• **Page text**:
============

Brussels, 20/07/2005 (Agence Europe) - On Wednesday, the European Commission adopted an opinion noting the existence of excessive deficit in Portugal, as well as recommendations calling on the Ecofin Council, to which the dossier will be referred on Tuesday 11 October in Luxembourg, to allow Portugal three years in which to bring its deficit down below the 3% of GDP mark fixed by the Stability and Growth Pact (EUROPE 8994). Also, Portugal should put an end to the deterioration of its public debt, which has breached the 60% of GDP Treaty reference value since 2003. If the recommendations are adopted by the EU Member State finance ministers, Portugal will thus, after Italy (EUROPE 8989), become the second country in excessive deficit to have more time allowed to it for correcting the situation thanks to the revised procedures of the Stability and Growth Pact.
The opinion forwarded by the Economic and Financial Committee (EFC) confirmed the elements contained in the report adopted on 23 June by the Commission (EUROPE 8975), namely: general government deficit of 6.2% of GDP in 2005 and well above 3% until 2007, and a public debate that has increased over recent years (over 60% of GDP in 2003, 61.9% in 2004 with further increases until 2007).

============

Continue the news report on the European Commission's opinion about Portugal's excessive deficit, starting right after its final sentence.

• **Records**:
============

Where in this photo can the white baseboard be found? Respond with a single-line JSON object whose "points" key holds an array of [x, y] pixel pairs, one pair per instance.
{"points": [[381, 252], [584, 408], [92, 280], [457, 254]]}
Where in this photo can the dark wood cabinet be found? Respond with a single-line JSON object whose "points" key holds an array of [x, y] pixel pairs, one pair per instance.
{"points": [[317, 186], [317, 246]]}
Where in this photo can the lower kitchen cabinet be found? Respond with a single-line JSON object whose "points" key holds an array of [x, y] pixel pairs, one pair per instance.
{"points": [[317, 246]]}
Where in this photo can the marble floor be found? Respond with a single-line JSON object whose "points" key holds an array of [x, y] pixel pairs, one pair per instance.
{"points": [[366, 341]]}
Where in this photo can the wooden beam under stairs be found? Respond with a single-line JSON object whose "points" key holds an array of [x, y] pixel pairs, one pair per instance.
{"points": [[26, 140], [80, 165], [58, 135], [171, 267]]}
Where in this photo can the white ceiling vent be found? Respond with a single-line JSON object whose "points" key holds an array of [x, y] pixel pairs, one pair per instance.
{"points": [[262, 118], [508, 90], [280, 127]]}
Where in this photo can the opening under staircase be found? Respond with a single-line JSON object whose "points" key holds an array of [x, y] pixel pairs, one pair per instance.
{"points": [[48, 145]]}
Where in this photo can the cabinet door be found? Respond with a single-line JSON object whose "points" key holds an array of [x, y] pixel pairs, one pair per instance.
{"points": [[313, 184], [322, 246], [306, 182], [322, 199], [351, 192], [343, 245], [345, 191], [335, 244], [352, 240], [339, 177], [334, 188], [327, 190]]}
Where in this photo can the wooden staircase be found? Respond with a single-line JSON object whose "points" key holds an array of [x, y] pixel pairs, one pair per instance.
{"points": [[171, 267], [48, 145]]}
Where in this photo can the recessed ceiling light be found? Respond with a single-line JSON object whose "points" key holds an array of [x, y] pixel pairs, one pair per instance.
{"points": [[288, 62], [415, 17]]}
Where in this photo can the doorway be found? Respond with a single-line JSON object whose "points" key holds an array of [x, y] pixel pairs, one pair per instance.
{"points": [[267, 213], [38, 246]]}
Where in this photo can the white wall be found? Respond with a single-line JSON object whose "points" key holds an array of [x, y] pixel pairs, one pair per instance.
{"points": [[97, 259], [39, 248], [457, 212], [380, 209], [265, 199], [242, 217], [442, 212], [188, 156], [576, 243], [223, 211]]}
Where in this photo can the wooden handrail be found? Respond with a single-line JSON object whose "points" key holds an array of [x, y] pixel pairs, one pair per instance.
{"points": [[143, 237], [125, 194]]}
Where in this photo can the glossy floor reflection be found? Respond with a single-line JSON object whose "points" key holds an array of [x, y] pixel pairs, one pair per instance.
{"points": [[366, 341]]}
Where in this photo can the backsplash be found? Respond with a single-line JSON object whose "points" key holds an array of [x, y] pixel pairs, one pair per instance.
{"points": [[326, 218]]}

============

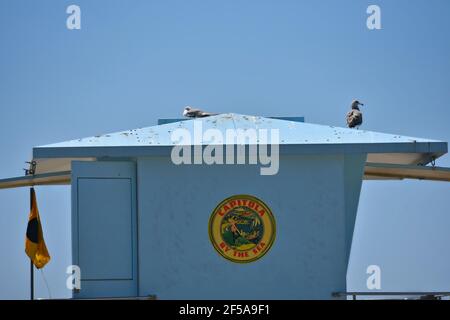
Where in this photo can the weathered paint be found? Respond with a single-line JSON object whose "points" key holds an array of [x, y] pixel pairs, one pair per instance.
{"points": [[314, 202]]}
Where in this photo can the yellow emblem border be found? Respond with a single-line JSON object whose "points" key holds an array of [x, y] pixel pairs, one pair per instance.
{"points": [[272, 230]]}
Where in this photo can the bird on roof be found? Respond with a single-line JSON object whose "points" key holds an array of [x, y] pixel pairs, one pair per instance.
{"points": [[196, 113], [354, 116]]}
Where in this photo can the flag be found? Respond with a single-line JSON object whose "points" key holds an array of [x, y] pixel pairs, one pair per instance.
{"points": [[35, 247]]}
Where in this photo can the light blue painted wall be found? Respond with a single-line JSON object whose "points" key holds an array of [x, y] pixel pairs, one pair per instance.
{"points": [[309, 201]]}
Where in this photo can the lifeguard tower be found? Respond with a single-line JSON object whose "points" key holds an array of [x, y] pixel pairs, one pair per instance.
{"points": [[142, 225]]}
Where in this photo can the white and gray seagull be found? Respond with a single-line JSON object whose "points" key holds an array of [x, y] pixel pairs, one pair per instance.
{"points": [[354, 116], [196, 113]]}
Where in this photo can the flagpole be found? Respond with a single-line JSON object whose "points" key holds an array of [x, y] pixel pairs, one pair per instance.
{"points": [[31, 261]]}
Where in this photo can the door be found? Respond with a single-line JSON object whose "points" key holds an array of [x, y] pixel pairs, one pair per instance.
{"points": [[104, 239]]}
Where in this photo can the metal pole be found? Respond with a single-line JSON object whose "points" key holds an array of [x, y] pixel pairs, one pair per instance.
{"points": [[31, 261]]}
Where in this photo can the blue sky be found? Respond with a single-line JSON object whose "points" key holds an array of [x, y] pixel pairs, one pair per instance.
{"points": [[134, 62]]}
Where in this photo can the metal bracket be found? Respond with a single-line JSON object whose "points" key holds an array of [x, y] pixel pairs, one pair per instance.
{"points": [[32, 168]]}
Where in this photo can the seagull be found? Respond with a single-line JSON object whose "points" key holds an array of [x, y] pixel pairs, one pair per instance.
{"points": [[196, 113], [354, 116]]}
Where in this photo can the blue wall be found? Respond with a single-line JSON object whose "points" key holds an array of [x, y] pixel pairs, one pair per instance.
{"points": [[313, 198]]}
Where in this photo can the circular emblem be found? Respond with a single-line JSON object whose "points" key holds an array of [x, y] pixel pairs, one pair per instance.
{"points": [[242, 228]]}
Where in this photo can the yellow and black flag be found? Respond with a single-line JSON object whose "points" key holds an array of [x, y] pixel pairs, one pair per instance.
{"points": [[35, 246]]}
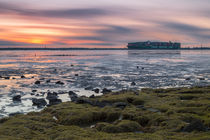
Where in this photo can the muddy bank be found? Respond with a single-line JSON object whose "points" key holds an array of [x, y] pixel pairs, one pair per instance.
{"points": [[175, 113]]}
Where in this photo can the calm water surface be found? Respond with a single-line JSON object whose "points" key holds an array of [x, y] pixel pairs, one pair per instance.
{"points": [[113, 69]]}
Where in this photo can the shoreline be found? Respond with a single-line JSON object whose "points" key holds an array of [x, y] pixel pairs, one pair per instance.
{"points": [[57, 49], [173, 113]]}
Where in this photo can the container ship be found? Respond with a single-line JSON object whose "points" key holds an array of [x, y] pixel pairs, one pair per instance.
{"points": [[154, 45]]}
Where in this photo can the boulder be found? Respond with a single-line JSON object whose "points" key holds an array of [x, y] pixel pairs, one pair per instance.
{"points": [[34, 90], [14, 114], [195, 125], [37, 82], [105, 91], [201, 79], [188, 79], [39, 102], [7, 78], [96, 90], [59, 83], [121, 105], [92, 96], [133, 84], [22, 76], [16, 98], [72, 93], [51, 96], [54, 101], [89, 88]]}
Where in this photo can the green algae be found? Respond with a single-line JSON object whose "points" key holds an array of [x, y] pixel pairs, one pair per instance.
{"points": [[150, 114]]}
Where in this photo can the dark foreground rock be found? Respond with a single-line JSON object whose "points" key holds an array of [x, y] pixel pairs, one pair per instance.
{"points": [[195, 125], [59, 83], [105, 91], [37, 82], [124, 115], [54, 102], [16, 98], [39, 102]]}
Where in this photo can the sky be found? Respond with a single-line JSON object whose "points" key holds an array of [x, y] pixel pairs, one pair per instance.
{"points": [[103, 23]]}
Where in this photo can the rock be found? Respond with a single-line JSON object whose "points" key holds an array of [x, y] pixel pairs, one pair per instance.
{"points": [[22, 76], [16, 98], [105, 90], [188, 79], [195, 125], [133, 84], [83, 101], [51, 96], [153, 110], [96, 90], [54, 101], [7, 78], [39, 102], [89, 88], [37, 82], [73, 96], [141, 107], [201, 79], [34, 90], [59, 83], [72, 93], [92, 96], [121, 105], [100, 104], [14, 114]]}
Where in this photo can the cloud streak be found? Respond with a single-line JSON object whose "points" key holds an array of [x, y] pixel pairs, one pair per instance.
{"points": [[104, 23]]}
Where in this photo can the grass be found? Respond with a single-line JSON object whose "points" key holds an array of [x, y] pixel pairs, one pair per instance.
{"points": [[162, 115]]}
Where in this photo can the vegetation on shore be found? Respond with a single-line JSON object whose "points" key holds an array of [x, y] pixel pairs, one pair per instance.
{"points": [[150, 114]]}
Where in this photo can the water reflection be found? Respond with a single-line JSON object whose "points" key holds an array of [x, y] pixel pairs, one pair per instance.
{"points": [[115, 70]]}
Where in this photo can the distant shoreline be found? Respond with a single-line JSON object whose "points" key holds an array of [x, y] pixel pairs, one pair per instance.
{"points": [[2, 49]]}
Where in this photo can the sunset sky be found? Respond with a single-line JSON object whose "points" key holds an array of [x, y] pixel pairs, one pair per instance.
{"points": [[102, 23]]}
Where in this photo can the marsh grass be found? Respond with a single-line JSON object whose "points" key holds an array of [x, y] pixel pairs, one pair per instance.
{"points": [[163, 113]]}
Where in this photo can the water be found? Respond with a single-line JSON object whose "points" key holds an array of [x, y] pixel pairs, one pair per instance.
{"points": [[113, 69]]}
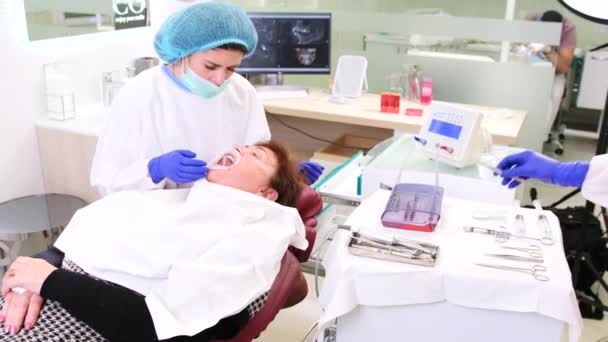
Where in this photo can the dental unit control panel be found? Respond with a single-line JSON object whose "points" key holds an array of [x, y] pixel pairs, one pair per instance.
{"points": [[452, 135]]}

============

• **Answer to the problem**:
The Commission suggests that the Council should take the decisions needed to compel Portugal to reduce its structural deficit by around 1.5% in 2006, then by 0.75% in 2007 and in 2008. It is recommended that Portugal rigorously apply the correcting measures announced in order to limit the public deficit of 2005 to 6.2% of GDP. To achieve these targets, the Commission recommends that Portuguese authorities: - rapidly implement reforms allowing for budgetary expenditure to be controlled and reduced; - continue budgetary improvements; - and, if necessary, be ready to finalise additional measures to keep to the deadline of 2008 at the very latest.
The Portuguese authorities are invited to sustainably reduce the level of government debt in the country, so that it will come as close as possible to the reference value (60% of GDP). In this context, Portugal should also, the Commission says, evaluate and closely monitor the factors that contribute to a rise in debt levels, such as public investment (in infrastructure). Finally, Portugal is invited to keep improving the collection and processing of general government data and to pursue budgetary consolidation at a rapid pace in the years after 2008 to attain a budgetary position of close-to-balance or in surplus.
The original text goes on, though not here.